Below are the data; count the lines with the string "door" in them and give that number only.

Segment Open

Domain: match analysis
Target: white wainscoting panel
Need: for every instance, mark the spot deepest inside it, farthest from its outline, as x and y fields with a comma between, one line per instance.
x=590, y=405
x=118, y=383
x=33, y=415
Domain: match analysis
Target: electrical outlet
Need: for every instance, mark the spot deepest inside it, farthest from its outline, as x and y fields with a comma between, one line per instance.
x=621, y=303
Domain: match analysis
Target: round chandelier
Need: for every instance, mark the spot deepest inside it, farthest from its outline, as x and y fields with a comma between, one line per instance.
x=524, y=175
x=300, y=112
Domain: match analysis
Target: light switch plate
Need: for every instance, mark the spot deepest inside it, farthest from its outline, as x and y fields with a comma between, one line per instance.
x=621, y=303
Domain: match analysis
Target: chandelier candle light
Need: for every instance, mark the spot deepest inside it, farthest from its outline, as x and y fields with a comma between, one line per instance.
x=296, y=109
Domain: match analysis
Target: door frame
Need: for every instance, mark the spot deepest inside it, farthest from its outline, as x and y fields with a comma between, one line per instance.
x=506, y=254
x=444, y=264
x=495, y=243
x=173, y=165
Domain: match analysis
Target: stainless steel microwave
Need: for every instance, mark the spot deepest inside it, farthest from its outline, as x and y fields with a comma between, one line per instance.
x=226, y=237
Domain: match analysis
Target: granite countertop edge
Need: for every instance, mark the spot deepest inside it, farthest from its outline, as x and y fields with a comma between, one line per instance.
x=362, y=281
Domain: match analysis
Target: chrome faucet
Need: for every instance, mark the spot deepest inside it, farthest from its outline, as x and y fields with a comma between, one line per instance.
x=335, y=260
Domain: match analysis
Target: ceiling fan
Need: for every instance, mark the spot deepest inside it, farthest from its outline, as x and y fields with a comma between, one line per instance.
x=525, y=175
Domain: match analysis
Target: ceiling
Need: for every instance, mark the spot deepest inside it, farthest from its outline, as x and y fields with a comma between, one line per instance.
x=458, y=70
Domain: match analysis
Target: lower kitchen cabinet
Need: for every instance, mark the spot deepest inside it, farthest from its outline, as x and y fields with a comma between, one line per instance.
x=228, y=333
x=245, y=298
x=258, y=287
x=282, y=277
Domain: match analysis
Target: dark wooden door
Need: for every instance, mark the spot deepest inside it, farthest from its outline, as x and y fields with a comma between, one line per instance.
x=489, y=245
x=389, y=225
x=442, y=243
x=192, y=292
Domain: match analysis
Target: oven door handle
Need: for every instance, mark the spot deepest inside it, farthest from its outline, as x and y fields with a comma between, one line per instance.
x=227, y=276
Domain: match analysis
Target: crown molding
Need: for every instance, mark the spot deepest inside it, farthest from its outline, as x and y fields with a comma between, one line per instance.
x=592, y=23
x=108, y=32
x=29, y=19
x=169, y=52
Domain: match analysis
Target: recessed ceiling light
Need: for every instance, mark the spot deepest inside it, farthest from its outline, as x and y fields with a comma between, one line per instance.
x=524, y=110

Segment Closed

# Task answer
3